- Problem requirements -
Give the number of lines in the data below where the string "hillside" occurs, and nothing else.

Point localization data
<<<<
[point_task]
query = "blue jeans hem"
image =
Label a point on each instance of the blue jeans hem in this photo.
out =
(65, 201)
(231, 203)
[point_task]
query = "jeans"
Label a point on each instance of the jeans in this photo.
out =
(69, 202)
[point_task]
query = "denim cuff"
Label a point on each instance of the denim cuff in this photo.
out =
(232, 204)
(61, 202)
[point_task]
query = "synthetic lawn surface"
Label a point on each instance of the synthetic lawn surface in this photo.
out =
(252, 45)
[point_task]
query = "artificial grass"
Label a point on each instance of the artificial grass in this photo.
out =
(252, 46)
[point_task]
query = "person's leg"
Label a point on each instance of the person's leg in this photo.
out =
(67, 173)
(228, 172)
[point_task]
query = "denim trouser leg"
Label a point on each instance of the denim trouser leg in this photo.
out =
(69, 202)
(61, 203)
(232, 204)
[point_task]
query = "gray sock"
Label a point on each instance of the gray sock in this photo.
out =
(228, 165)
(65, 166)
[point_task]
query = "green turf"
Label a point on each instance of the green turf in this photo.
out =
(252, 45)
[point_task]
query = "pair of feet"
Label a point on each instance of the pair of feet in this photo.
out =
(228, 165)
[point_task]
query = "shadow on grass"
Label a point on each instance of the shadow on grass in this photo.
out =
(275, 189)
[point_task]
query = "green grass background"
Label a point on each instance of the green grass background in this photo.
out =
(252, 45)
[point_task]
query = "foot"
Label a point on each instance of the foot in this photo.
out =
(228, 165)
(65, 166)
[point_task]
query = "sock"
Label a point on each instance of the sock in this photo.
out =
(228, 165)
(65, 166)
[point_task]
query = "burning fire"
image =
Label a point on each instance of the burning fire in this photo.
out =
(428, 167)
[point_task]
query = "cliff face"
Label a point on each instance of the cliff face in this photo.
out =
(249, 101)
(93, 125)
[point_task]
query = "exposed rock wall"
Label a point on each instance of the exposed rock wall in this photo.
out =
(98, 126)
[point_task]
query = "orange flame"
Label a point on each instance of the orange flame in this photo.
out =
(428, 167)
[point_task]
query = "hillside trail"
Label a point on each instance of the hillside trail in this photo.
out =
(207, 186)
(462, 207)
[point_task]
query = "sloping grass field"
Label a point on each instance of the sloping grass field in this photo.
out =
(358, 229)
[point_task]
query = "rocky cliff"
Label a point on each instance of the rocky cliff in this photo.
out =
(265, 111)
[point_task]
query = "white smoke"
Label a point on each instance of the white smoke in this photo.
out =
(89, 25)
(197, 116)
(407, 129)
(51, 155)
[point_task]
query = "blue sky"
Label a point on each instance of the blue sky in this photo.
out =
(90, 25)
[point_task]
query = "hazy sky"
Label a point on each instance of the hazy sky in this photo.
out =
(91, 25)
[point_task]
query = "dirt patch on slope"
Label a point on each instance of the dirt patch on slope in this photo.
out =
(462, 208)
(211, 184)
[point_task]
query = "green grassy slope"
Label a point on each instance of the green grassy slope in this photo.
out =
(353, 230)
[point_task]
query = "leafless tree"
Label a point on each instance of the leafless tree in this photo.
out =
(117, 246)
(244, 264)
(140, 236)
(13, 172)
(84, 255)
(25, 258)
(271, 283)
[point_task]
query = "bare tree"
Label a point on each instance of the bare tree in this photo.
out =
>>>>
- Answer to this task -
2